» **Selected excerpt**:
╔══

Fill a silver Bason three quarters full of rain-water or Rose-water: put therein a convenient proportion of Rose-leaves: cover the bason and set it upon a pot of hot water (as we usually bae a custard) in 3 quarters of an houre, or one whole houre at the most, you shall purchase the whole strength and tincture of the rose: then take out those leaves, wringing out all their liquor gently, and steepe more fresh leaves in the same water: continue this iteration seven times, and then make it up in a sirup: and this sirup worketh more kindly than that which is made meerly of the iuice of the Rose. You may make sundry other sirups in this manner. Quare of hanging a pewter head over the bason, if the ascending water will be worth the keeping.
Dry them in the heat of a hote sunny day upon a Leads, turning them vy and downe till they be dry (as they do hay): then put them up into glasses wel stopt and luted, keeping your glasses in warme places; and thus you may keep all flowers: but herbs, after they are dried in this manner, are best kept in paper-bags, placing the bags in close cupboards.
Dip a Rose that is neither in the bud, nor overblowne, in a sirup, consisting of sugar double refined, and Rose water boiled to his full height: then open the leaves, one by one, with a smooth bodkin, eyther of bone or wood; and presently, if it be a hot sunny day, and whilst the sunne is in some good height, lay them on papers in the Sun, or else dry them with some gentle heat in a close room, heating the room before you get them in; or in an oven upon papers, in pewter dishes: and put them up in glasses, and keepe them in dry cupboards neer the fire: you must take out the seeds, if you meane to eat them. You may proove this, preseving with sugar-candy in stead of sugar, if you please.
You must first purchase some reasonable quantity of their owne juyce, with a gentle heat upon embers, in pewter dishes, dividing the juice still as it commeth in the strewing; then boile each fruit in his own juyce, with a convenient proportion of the best refined sugar.

╚══

» **Data rows**:

╔══

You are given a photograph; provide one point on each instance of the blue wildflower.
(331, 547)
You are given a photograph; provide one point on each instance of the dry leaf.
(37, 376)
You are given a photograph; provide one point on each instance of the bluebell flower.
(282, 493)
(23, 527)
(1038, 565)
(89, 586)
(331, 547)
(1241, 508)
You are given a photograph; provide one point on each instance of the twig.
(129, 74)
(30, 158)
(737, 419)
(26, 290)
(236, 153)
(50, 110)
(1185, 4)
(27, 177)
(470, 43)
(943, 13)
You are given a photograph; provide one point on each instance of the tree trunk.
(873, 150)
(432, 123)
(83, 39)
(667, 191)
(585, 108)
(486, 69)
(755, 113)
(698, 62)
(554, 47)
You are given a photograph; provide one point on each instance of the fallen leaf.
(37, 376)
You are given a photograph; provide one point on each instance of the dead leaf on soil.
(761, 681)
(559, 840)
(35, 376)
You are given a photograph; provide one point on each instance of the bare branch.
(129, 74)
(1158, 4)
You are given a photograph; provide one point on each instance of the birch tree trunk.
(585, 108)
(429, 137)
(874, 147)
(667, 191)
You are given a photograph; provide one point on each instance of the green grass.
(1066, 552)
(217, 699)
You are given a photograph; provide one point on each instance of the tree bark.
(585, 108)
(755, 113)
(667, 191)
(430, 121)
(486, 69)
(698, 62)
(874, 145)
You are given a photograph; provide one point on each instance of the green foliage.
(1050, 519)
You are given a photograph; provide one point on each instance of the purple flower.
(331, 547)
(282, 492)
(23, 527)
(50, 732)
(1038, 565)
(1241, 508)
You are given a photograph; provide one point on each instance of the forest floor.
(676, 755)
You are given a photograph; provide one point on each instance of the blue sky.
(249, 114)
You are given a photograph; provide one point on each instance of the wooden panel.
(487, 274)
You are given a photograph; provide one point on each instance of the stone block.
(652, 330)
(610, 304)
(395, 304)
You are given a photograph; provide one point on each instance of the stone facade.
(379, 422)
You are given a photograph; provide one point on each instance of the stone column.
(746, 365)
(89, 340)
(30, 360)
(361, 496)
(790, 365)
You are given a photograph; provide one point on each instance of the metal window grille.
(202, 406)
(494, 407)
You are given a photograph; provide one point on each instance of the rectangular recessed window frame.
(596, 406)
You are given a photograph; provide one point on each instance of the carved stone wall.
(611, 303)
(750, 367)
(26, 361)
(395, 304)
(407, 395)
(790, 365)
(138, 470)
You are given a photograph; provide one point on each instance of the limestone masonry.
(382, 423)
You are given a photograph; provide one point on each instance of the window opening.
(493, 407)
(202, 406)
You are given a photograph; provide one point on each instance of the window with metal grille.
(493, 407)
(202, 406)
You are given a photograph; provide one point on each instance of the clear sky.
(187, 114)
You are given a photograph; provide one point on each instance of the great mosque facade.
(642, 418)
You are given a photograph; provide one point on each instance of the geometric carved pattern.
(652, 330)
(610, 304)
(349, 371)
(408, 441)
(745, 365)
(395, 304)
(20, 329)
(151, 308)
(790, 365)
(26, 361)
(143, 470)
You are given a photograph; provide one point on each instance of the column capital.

╚══

» **Requirements**:
[A] Translate this sentence from the old recipes on roses and fruit into Spanish: "You may make sundry other sirups in this manner."
[B] Answer these questions from the old recipes on roses and fruit:
(i) How many times should fresh rose leaves be steeped in the same water before the syrup is made?
(ii) Where are dried herbs best kept?
(iii) What tool is used to open the leaves of the dipped rose one by one?
[C] Write what comes next in the old recipes on roses and fruit, beginning right after the last sentence about boiling each fruit in its own juice.
The data above plays no part in what is asked here.

» **Results in order**:
[A] Puede hacer otros diversos jarabes de esta manera.

[B]
(i) Seven times.
(ii) In paper bags, placed in close cupboards.
(iii) A smooth bodkin, of either bone or wood.

[C]
Dissolve refined or double refined sugar, or sugar-candy itself in a little Rose water: boil it to a reasonable height: put in your roots of flowers when your sirup is eyther fully cold, or almost cold: let them rest therein till the sirup have pearced them sufficiently: then take out your flowers with a skimmer, suffering the loose sirup to runne from them so long as it will: boyle that sirup a little more, and put in more flowers, as before; divide them also; then boil all the sirup which remaineth, and is not drunk up in the flowers, to the height of manus Christi, putting in more sugar if you see cause, but no more Rose-water, put in your flowers therein when your sirup is cold, or almost cold, and let them stand till they candy.
First dissolve issinglasse in faire water, or with some Rose-water in the later end; then beat blanched almonds, as you would for Marchpane stuff, and draw the same with creame and Rose water (milke will serve, but creame is more delicate): then put therein some powdered sugar; into which you may dissolve your Issinglasse, being first made into gelly, in fair warm water (note, the more Isinglasse you put therein, the stiffer your work will prove): then having your rabbets, woodcock, &c molded either in plaster from life, or else carved in wood (first anointing your woodden molds with oile of sweet almonds, and your plaister or stone moulds with barrows grease), pour your sugar-paste thereon.
A quart of creame, a quarterne of almonds, two ounces of Isinglasse, and foure or six ounces of sugar, is a reasonable good proportion for this stuffe. Quaere of moulding your birds, rabbets, &c. in the compound wax mentioned in my Iewell house, in the title of the Art of moulding & casting, page 60. For so your moulds will last long.
You may credge over your foule with crums of bread, cinamon and sugar boiled together, and so they will seem as if they were rosted and breaded. Leach and gelly may be cast in this manner.
This paste you may also drive with a fine rowling pin, as smooth and as thin as you please: it lasteth not long, and therefore it must bee eaten within a few daies after the making thereof. By this meanes, a banquet may bee presented in the forme of a supper, being a very rare and strange device.
Boil sugar and Rose-water a little upon a chafingdish with coales: then put the flowers (being thorowly dried either by the Sun, or on the Fire) into the sugar, and boile them a little: then strew the powder of double refined Sugar upon them, and turne them, and let them boile a little longer, taking the dish from the fire: then strew more powdered Sugar on the contrary side of the flowers. These will dry of themselves in two or three houres in a hot sunny day, though they lie not in the Sunne.
Take to every Jordan Almond blanched, three spoonefuls of the whitest refined sugar you can get: searce your sugar, and now and then, as you see cause, put in two or three drops of damask Rose-water: beare the same in a smooth stone mortar, with great labour, until you have brought it into a dry stiffe paste: one quarterne of sugar is sufficient to worke at once.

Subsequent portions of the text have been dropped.